_Tasks and exercises_.
(A) According to the article on falling oil prices and Nigeria's economy, what share of Nigeria's export earnings comes from oil sales?
(B) Continue the article on falling oil prices and Nigeria's economy from the point where it stops.

Fears over Nigeria descending into a recession have intensified after US crude tested levels below $20 for the first time in more than 17 years.
The last few months have certainly not been kind to Oil which has depreciated over 65% since the start of 2020. With Oil expected to trend lower amid widespread lockdowns across the world and aggressive price war between OPEC & US Shale, this is nothing but bad news for emerging market energy producers like Nigeria. Given how over 90% of export earnings and more than 60% of government revenues are acquired from Oil sales, this nightmare development threatens to sabotage Nigeria’s fragile economic recovery. The negative impacts can already be seen on the Naira, 2020 budget and local stocks.
It does not end here. According to the Nigerian Stock Exchange (NSE). Foreign portfolio transactions now stand at a ratio of 73% outflows and 27% inflows. This suggests that international investors are somewhat hesitant to purchase Nigerian assets amid the unfavourable global and domestic conditions. The Central Bank of Nigeria has already depreciated the rate of FX sales to FPI’s to roughly N380 which could rekindle the interest of foreign portfolio investors in the country’s financial instrument. However, aggressive monetary policy and fiscal responses must be implemented to cushion the damage inflicted by the coronavirus outbreak which infected over 100 people in Nigeria. Such steps could stimulate appetite for foreign portfolio investments, however external developments will play a key role.

_Data under study_.
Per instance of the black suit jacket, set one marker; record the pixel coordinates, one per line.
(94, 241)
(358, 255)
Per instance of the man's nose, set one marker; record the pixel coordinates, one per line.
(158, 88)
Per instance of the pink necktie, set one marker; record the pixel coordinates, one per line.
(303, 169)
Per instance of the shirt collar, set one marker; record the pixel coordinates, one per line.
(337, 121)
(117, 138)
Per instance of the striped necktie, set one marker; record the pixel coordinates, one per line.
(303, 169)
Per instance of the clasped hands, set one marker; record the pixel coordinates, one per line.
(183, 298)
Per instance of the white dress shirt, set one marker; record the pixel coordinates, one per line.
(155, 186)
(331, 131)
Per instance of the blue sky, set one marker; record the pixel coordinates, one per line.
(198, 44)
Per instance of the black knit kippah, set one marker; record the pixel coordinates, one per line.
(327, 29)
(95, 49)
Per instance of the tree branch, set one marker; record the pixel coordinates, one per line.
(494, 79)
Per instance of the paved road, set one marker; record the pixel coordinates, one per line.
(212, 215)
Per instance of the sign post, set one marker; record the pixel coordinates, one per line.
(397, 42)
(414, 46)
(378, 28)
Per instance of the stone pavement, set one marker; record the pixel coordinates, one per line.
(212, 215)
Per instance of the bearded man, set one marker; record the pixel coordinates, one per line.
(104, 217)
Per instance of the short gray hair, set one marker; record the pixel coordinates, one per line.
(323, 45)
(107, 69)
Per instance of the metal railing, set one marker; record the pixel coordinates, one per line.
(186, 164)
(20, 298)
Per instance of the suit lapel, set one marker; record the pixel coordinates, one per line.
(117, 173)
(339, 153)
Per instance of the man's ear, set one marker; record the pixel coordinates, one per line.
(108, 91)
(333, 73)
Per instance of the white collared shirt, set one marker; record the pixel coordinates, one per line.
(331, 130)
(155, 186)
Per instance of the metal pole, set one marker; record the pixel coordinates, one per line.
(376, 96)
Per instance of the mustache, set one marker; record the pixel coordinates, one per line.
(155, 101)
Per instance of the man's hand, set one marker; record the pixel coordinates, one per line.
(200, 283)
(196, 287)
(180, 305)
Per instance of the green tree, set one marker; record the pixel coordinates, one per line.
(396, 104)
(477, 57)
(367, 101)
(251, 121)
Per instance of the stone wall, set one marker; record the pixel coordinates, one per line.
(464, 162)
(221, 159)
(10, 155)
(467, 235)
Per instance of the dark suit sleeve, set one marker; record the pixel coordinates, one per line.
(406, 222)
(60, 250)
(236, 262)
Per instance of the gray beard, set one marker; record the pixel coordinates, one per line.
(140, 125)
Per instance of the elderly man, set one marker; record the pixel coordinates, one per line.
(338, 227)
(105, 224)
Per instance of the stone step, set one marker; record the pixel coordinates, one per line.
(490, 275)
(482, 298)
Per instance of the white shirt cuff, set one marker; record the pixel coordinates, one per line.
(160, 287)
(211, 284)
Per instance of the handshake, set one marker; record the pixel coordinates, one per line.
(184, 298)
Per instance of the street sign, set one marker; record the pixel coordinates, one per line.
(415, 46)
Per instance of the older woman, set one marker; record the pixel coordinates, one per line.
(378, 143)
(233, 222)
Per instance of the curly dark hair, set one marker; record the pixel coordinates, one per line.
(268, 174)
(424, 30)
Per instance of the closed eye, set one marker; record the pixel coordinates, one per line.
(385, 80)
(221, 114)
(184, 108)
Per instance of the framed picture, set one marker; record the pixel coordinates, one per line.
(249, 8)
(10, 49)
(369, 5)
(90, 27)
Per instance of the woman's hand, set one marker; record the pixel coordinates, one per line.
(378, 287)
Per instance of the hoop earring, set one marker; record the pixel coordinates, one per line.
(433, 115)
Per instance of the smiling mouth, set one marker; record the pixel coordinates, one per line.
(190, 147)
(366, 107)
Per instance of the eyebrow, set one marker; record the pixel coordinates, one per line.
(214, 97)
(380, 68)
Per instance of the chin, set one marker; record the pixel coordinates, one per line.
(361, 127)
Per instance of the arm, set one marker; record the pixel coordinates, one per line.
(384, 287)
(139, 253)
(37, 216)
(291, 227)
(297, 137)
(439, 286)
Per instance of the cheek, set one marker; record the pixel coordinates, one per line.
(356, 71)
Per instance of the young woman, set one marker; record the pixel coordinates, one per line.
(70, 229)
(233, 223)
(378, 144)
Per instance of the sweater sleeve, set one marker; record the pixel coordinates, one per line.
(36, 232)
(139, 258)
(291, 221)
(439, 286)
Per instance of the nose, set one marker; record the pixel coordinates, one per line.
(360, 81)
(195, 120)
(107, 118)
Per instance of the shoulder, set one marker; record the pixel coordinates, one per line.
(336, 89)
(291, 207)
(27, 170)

_Answers to the problems_.
(A) Over 90%

(B)
At this point, it will be difficult for Africa’s largest economy to mirror the GDP growth witnessed in 2019 with first-quarter GDP expected to paint a gloomy picture. The main risk event for the economy this week will be the Foreign Exchange Reserves data for March. Earlier in the year, CBN Governor Godwin Emefiele mentioned that if external reserves tumbled to between $30 billion and $25 billion, and oil price depreciated between $50 – $45, the CBN could consider floating the exchange rate and weakening the naira. This may become a reality sooner than initially anticipated.